**QUÉ SE PIDE**
Por favor, transcribe todas las líneas siguientes sin cambiar ni un solo carácter.
== LÍNEAS EXTRAÍDAS
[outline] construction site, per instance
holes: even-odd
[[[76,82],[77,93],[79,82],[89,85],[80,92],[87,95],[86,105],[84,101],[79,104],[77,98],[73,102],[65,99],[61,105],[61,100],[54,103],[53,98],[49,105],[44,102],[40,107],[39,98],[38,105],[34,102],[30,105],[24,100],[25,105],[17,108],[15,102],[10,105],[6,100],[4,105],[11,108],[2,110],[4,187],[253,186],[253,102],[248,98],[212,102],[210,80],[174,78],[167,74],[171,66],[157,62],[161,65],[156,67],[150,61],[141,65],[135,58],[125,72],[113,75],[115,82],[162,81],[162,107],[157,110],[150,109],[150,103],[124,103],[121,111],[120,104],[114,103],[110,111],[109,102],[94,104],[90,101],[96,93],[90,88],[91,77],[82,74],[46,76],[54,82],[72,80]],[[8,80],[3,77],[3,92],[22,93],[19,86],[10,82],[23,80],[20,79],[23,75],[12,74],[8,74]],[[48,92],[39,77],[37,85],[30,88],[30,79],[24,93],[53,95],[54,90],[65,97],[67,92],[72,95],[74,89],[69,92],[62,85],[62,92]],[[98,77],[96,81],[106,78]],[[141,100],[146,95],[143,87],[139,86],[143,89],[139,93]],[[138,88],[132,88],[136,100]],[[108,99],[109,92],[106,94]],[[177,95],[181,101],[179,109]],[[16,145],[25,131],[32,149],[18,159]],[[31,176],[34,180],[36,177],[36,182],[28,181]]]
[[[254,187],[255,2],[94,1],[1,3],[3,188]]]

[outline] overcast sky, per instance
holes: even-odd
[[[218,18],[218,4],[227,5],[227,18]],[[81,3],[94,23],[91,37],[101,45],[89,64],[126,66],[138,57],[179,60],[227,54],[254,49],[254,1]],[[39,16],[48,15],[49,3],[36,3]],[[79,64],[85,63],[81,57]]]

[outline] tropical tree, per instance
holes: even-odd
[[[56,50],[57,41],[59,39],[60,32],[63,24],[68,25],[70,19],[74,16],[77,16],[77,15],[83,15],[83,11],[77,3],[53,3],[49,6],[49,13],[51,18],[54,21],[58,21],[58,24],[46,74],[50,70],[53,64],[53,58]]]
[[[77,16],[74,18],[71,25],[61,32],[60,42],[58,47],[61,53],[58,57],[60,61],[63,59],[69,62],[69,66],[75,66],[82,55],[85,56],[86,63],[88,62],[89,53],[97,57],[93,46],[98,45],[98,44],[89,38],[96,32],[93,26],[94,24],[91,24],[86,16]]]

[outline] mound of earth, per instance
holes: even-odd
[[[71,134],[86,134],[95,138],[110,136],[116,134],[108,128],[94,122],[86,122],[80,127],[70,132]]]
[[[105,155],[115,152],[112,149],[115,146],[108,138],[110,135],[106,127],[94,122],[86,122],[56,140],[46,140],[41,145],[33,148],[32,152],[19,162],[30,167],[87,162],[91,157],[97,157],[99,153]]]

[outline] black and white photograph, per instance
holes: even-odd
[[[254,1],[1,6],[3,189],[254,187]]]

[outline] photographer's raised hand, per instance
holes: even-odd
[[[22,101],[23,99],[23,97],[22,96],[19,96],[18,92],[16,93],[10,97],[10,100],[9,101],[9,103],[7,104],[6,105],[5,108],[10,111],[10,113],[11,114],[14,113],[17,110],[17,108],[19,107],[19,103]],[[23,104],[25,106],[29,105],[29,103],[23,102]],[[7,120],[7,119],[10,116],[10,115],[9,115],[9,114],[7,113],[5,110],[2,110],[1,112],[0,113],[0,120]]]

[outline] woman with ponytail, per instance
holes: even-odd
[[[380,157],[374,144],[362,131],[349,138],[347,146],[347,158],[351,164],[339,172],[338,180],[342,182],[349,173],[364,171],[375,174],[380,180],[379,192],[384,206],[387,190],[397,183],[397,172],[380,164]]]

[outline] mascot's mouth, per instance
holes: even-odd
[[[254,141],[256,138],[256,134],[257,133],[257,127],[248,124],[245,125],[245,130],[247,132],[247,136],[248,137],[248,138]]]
====
**SALIDA CORRECTA**
[outline] construction site, per instance
holes: even-odd
[[[76,82],[77,93],[79,82],[89,85],[80,92],[87,95],[86,105],[84,101],[79,104],[77,98],[73,102],[65,99],[61,105],[61,100],[54,103],[53,98],[49,105],[44,102],[40,107],[39,98],[38,105],[34,102],[30,105],[24,100],[25,105],[17,108],[15,102],[10,105],[6,100],[4,105],[11,108],[2,110],[4,187],[253,186],[253,102],[248,98],[212,102],[210,80],[174,78],[167,74],[171,66],[157,62],[161,65],[156,67],[150,61],[141,65],[135,58],[125,72],[113,75],[115,82],[162,81],[162,107],[157,110],[150,109],[150,103],[124,103],[121,111],[120,104],[114,103],[110,111],[109,102],[94,104],[90,101],[96,93],[90,88],[91,77],[82,74],[46,76],[54,82],[72,80]],[[8,80],[3,77],[3,92],[22,93],[19,86],[10,82],[23,80],[20,79],[23,75],[12,74],[8,74]],[[48,92],[39,77],[37,85],[30,88],[30,79],[24,93],[53,95],[54,90],[65,97],[67,92],[72,95],[74,89],[69,92],[62,85],[62,92]],[[98,77],[96,81],[106,78]],[[141,100],[146,95],[143,87],[139,86],[143,89],[139,93]],[[138,88],[132,88],[136,100]],[[108,99],[109,92],[106,94]],[[177,95],[181,101],[179,109]],[[16,145],[25,131],[32,149],[18,159]],[[31,176],[34,180],[36,177],[36,182],[28,181]]]
[[[254,187],[255,2],[94,1],[1,3],[3,188]]]

[outline] overcast sky, per instance
holes: even-odd
[[[218,18],[218,4],[227,5],[227,18]],[[81,3],[94,23],[91,37],[101,45],[89,64],[126,66],[138,57],[179,60],[227,54],[254,49],[254,1]],[[39,16],[48,15],[49,3],[36,3]],[[79,64],[85,63],[81,57]]]

[outline] tropical tree, per instance
holes: even-odd
[[[56,50],[57,41],[59,39],[60,32],[63,24],[68,25],[70,19],[74,16],[77,16],[77,15],[83,15],[83,11],[77,3],[53,3],[49,6],[49,13],[51,18],[54,21],[58,21],[58,24],[46,74],[50,70],[53,64],[53,58]]]
[[[77,16],[74,18],[71,25],[61,32],[60,42],[58,47],[61,53],[58,57],[60,61],[63,59],[69,62],[69,66],[75,66],[82,55],[85,56],[86,63],[88,62],[89,53],[97,57],[93,46],[98,45],[98,44],[89,38],[96,32],[93,26],[94,24],[91,24],[86,16]]]

[outline] mound of earth, per instance
holes: even-odd
[[[71,134],[86,134],[95,138],[110,136],[116,134],[108,128],[94,122],[86,122],[80,127],[70,132]]]
[[[105,155],[115,152],[112,149],[115,146],[108,138],[110,135],[106,127],[94,122],[86,122],[56,140],[46,140],[41,145],[33,148],[32,152],[19,162],[30,167],[87,162],[91,157],[97,157],[99,153]]]

[outline] black and white photograph, per instance
holes: even-odd
[[[254,1],[1,6],[3,189],[254,187]]]

[outline] photographer's raised hand, per instance
holes: even-odd
[[[22,101],[23,99],[23,97],[22,96],[19,96],[18,92],[16,93],[10,97],[10,100],[9,101],[9,103],[7,104],[6,105],[5,108],[10,111],[10,113],[11,114],[14,113],[17,110],[17,108],[19,107],[19,103]],[[23,104],[25,106],[29,105],[29,103],[23,102]],[[7,120],[7,119],[10,116],[10,115],[9,115],[9,114],[7,113],[5,110],[2,110],[1,112],[0,113],[0,120]]]

[outline] woman with ponytail, per instance
holes: even-odd
[[[380,157],[374,144],[362,131],[349,138],[347,146],[347,158],[351,164],[339,172],[338,180],[342,182],[349,173],[364,171],[375,174],[380,180],[379,192],[384,206],[387,190],[397,183],[397,172],[380,164]]]

[outline] mascot's mouth, per instance
holes: even-odd
[[[254,141],[256,138],[256,134],[257,133],[257,127],[248,124],[245,125],[245,130],[247,132],[247,136],[248,137],[248,138]]]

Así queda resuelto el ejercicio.